Tekst źródłowy →
+===+

Pielgrzymka papieża Benedykta XVI do Hiszpanii. 6 - 7 XI 2010, Santiago de Compostela i Barcelona











Pielgrzymka papieża Benedykta XVI do Hiszpanii. 6 - 7 XI 2010, Santiago de Compostela i Barcelona.
Relacje i przygotowania okiem polskiego "caminowicza".

czwartek, 18 listopada 2010

Kard. Sistach: Wizyta papieża ożywia samoocenę Katalonii

Kardynał Barcelony Lluís Martínez Sistach przyznaje, że papieskie uroczystości w bazylice Sagrada Familia (Świętej Rodziny) pokazały światu Katalonię jako mocną i zręczną pod względem tak artystycznym jak i organizacyjnym i przyczyniły się do jeszcze większego rozsławienia świątyni zaprojektowanej przez Gaudiego. Mówi o tym w rozmowie z Marią-Paz Lopez, która opublikowana została w dzienniku Lavanguardia.

Co pozostanie z wizyty?

+===+

Zadania do wykonania →
• 1. Odpowiedz na pytania do tekstu źródłowego i oznacz odpowiedzi tymi samymi literami.
(a) W jakich dniach i w których miastach odbyła się pielgrzymka papieża do Hiszpanii?
(b) Z kim rozmawiał kardynał Sistach i w jakim dzienniku ukazała się ta rozmowa?
(c) Kto zaprojektował świątynię Sagrada Familia?
• 2. Streść tekst źródłowy w dwóch zdaniach.
• 3. Proszę przepisać fragment tekstu źródłowego, zaczynając od słów „czwartek, 18 listopada” i kończąc na słowach „pozostanie z wizyty?”.

Wyodrębnione rekordy →

+===+

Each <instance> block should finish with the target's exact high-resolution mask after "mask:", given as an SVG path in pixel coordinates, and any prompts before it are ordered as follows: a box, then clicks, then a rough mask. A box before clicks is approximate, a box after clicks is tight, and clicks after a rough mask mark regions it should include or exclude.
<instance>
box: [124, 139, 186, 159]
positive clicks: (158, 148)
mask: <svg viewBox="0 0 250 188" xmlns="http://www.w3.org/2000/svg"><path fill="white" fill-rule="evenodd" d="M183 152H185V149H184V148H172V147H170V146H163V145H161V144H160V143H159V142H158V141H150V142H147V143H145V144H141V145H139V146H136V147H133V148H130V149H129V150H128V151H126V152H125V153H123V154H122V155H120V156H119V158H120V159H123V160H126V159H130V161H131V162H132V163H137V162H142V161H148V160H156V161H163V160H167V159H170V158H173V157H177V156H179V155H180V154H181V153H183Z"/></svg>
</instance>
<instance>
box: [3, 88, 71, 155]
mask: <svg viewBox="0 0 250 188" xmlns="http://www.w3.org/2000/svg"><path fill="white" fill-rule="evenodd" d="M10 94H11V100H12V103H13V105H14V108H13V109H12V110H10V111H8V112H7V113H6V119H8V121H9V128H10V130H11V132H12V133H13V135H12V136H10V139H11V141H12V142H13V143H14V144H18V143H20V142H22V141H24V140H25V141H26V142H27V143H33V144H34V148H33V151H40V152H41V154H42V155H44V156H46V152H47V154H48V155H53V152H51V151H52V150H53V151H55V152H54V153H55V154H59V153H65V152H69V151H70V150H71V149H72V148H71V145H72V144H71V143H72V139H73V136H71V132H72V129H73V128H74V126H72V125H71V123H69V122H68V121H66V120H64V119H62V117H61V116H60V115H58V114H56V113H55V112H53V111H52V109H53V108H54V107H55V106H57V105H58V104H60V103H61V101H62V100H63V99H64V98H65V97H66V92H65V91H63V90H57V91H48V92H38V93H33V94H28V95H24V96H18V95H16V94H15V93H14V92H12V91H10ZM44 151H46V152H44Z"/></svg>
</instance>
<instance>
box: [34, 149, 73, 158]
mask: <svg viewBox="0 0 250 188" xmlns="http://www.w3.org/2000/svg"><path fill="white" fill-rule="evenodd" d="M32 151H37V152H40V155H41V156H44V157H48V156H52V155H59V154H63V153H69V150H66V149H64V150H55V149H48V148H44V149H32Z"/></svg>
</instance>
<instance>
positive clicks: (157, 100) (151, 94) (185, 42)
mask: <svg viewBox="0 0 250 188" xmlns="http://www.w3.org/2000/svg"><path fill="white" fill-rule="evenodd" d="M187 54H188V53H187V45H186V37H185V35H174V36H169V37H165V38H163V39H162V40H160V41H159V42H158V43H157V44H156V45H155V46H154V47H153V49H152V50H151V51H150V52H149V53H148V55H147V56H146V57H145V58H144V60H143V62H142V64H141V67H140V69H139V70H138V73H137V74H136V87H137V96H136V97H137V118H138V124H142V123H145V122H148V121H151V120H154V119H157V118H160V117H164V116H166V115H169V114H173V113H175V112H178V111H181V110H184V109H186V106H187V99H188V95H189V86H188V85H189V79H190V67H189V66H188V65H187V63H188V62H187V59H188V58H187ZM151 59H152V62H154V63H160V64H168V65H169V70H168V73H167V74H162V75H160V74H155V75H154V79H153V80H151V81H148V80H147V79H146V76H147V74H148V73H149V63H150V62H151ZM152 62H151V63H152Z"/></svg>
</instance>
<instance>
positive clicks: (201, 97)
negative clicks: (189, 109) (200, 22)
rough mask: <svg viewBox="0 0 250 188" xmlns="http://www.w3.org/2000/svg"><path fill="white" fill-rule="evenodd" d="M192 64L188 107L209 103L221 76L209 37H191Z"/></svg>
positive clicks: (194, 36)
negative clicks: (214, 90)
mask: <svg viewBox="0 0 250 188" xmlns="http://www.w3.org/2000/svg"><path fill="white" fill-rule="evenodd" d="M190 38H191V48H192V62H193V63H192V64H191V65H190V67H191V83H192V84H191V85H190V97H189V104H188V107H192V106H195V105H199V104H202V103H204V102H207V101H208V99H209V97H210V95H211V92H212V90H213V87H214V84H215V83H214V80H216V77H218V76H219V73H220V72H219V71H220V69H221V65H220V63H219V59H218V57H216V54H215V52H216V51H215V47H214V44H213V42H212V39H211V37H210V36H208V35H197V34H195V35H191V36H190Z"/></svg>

+===+

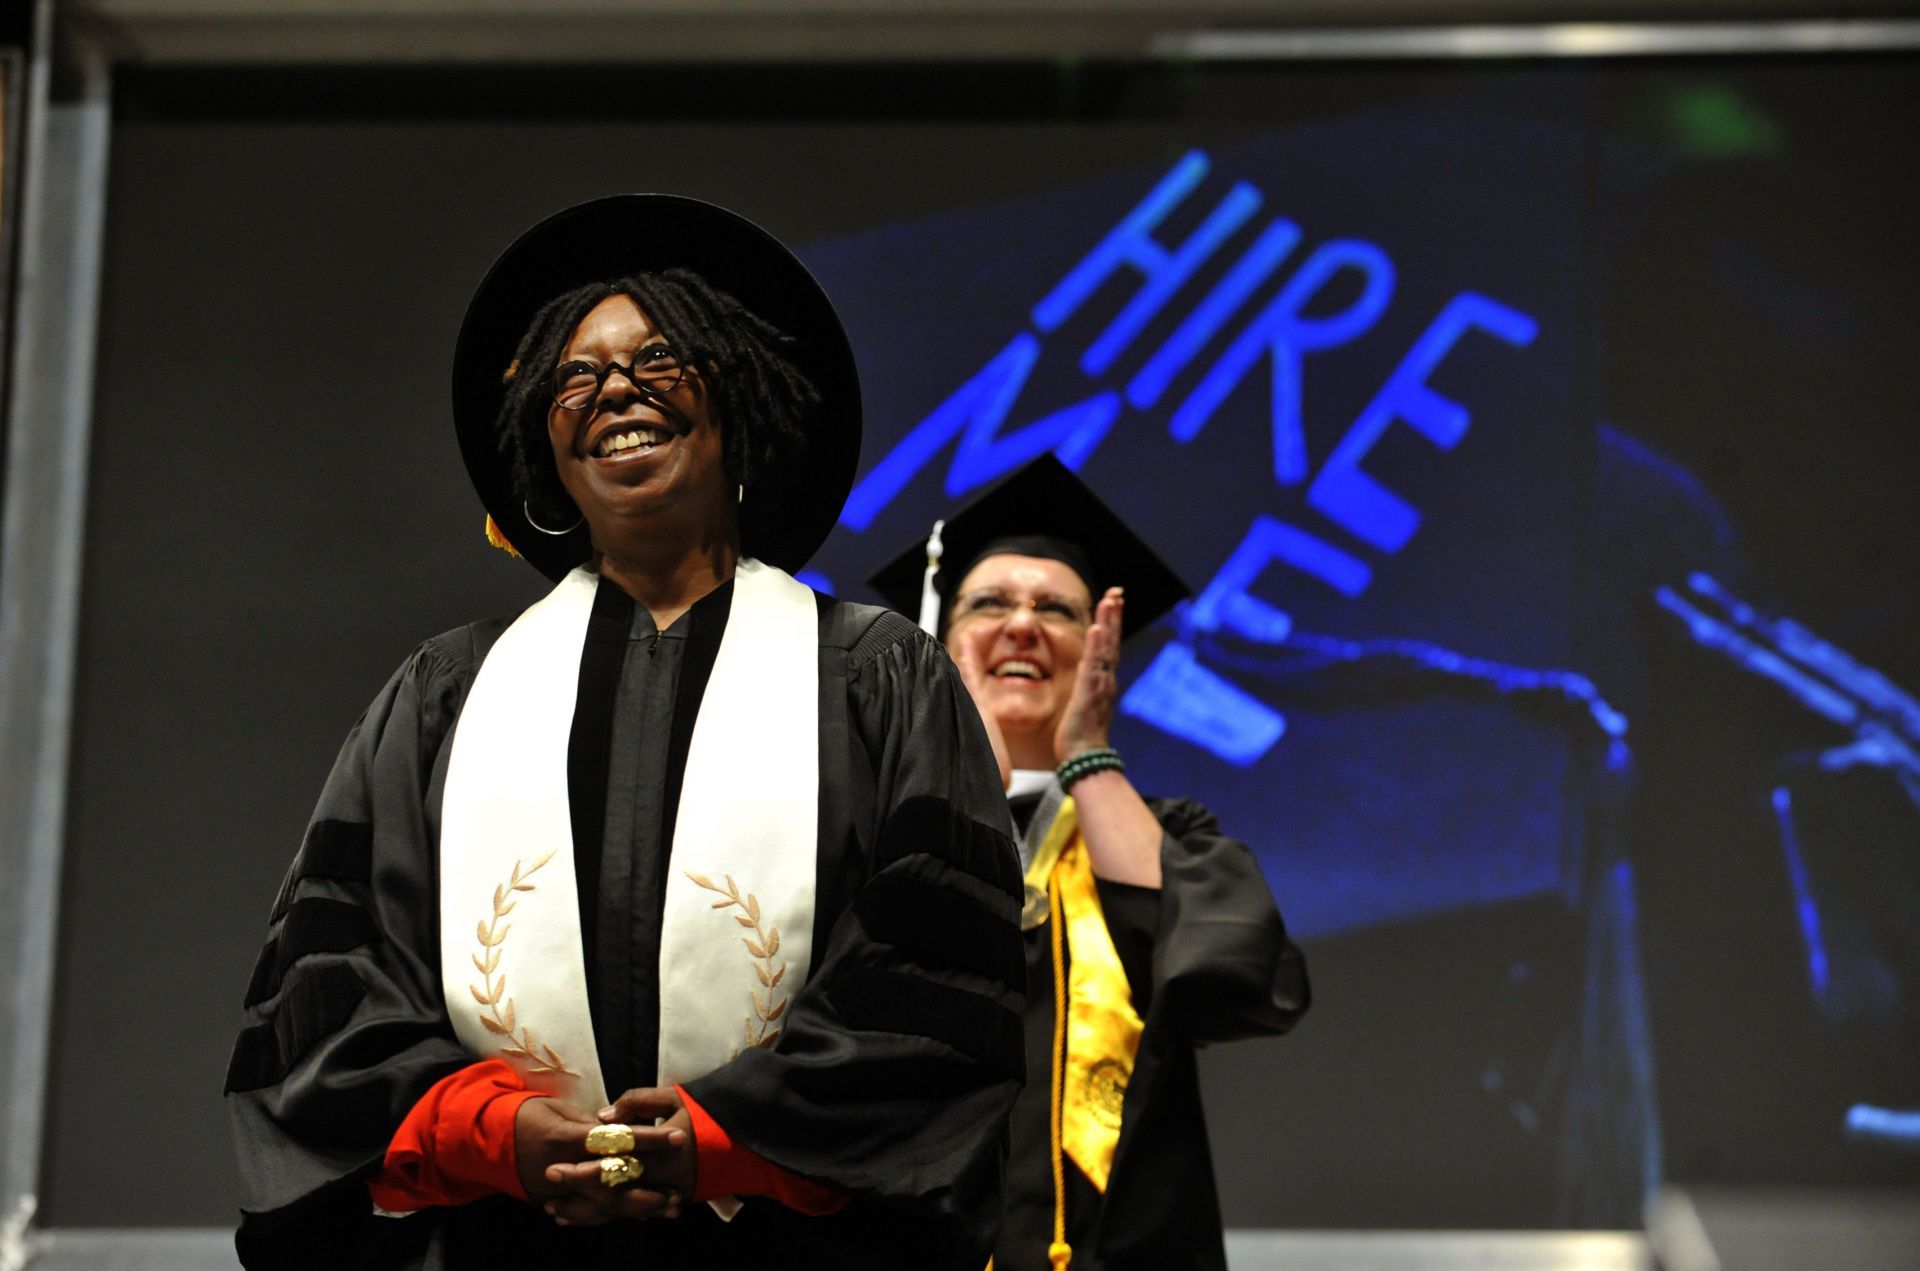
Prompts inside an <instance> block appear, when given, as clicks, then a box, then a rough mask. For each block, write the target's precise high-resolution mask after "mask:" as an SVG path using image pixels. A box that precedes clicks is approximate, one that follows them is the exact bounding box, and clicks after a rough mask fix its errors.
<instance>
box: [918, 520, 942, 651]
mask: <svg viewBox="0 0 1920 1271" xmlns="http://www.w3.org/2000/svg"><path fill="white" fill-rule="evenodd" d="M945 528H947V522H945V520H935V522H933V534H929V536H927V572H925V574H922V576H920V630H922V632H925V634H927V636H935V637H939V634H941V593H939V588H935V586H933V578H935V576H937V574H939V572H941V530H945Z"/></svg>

+===+

Odpowiedzi →
• 1.
(a) 6–7 listopada 2010 roku, w Santiago de Compostela i w Barcelonie.
(b) Z Marią-Paz Lopez; rozmowa ukazała się w dzienniku Lavanguardia.
(c) Gaudi.

• 2. Strona zawiera relacje i przygotowania polskiego „caminowicza” dotyczące pielgrzymki Benedykta XVI do Hiszpanii, która odbyła się 6–7 listopada 2010 roku w Santiago de Compostela i Barcelonie. W rozmowie z Marią-Paz Lopez, opublikowanej w dzienniku Lavanguardia, kardynał Barcelony Lluís Martínez Sistach mówi, że papieskie uroczystości w Sagrada Familia pokazały światu Katalonię jako mocną i zręczną artystycznie oraz organizacyjnie, a także jeszcze bardziej rozsławiły świątynię zaprojektowaną przez Gaudiego.

• 3.
czwartek, 18 listopada 2010

Kard. Sistach: Wizyta papieża ożywia samoocenę Katalonii

Kardynał Barcelony Lluís Martínez Sistach przyznaje, że papieskie uroczystości w bazylice Sagrada Familia (Świętej Rodziny) pokazały światu Katalonię jako mocną i zręczną pod względem tak artystycznym jak i organizacyjnym i przyczyniły się do jeszcze większego rozsławienia świątyni zaprojektowanej przez Gaudiego. Mówi o tym w rozmowie z Marią-Paz Lopez, która opublikowana została w dzienniku Lavanguardia.

Co pozostanie z wizyty?